------ DATA SHOWN ------
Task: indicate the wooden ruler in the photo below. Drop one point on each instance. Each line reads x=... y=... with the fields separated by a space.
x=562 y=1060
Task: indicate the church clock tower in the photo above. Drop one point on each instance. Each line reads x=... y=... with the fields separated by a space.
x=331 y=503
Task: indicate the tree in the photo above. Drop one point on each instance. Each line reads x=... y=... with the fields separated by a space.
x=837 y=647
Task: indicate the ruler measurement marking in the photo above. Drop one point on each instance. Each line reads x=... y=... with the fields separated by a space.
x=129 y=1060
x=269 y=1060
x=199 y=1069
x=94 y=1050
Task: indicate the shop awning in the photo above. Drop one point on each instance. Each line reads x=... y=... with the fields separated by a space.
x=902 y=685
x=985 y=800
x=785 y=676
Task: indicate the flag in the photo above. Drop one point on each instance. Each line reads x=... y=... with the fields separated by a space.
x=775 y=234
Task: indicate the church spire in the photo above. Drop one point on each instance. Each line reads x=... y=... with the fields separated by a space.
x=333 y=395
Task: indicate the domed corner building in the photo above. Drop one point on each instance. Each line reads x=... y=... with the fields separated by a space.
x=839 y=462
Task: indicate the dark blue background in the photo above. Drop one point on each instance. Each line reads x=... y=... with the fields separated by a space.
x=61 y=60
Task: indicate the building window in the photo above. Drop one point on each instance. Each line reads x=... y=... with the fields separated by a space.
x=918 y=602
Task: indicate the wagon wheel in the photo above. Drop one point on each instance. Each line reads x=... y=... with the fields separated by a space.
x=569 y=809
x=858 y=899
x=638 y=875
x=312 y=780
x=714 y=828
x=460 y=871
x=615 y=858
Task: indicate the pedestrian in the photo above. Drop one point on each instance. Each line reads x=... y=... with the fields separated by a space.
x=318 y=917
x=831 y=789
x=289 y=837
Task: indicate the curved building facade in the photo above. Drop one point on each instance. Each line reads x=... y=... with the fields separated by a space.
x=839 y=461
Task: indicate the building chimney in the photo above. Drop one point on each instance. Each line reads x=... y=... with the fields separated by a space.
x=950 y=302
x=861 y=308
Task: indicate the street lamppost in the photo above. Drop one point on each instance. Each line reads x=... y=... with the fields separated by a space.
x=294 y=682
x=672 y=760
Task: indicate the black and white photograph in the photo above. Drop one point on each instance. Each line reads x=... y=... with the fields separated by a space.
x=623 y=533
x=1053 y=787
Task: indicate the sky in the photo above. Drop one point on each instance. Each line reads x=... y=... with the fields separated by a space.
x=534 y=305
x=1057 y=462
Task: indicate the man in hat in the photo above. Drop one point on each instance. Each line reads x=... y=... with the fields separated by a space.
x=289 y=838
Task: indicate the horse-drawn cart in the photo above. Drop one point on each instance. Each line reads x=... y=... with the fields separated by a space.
------
_WHAT YOU NEED TO DO_.
Rewrite the material above with every "indicate" replaced by "mark", keeping all else unchanged.

_WRITTEN RESPONSE_.
Task: mark the wooden ruler in the photo below. Drop one point on each instance. Each line reads x=... y=... with the fields separated by a space.
x=562 y=1060
Task: mark the church clock tower in the photo above. Drop one point on each instance. Each line reads x=... y=... with the fields separated by a space.
x=331 y=503
Task: mark the tree in the photo above. Drop one point on each instance. Each line reads x=... y=... with the fields separated by a space.
x=837 y=647
Task: mark the ruler measurement marking in the photo above. Drop one point on each instance. Each line reads x=... y=... with the fields separated by a space.
x=129 y=1060
x=269 y=1060
x=199 y=1069
x=94 y=1050
Task: mark the shop awning in the photo above. Drop one point on each instance. Each line reads x=... y=... with the fields separated by a space.
x=902 y=685
x=985 y=800
x=785 y=676
Task: mark the flag in the photo above. Drop one point on each instance. Each line reads x=... y=... with the fields separated by a space.
x=775 y=234
Task: mark the church spire in the photo above. Drop one point on each instance. Each line reads x=... y=... with the fields separated by a space.
x=333 y=395
Task: mark the domed corner building in the photo above. Drop one point on each instance. Each line reads x=... y=... with the fields separated by a space.
x=839 y=462
Task: mark the dark blue background in the photo above. Drop one point on each instance. Each line reads x=... y=... with the fields separated by a space.
x=61 y=60
Task: mark the building window in the photo above. Drop one point on each instance. Each line reads x=... y=... with the fields separated by a space.
x=918 y=602
Task: mark the wagon wheel in the photo above. Drop one point on each instance. Each line reads x=... y=... with the fields separated by a space.
x=569 y=809
x=858 y=899
x=638 y=875
x=312 y=780
x=714 y=828
x=460 y=871
x=615 y=858
Task: mark the pedestrian in the photo above. Drop one point on each instance. Each line reads x=... y=... with the fields separated by a space.
x=318 y=917
x=831 y=789
x=289 y=837
Task: mark the curved building facade in the photo above. Drop one point on each instance. Each line reads x=... y=... with the fields separated by a space.
x=839 y=461
Task: mark the building chimney in the photo above. Drop one point on each instance. Each line reads x=... y=... with the fields separated by a space.
x=950 y=302
x=861 y=308
Task: mark the street lamppost in the photo above. Drop one point on each instance. Each line reads x=... y=... with the fields separated by a space.
x=294 y=682
x=672 y=760
Task: mark the black and white photograph in the photo above. Drop one point on each instance. Each line reads x=... y=... with the fields separated by a space.
x=623 y=533
x=1053 y=787
Task: mark the sky in the photo above. Drop one point on each instance. Each line reads x=... y=... with the fields separated by a space.
x=534 y=305
x=1057 y=462
Task: mark the man in hat in the photo above. Drop one point on each instance. Each line reads x=... y=... with the fields separated by a space.
x=289 y=838
Task: mark the horse-drawn cart in the photo above. Drop one point on each instance. Each line reads x=... y=... with the fields separated by a space.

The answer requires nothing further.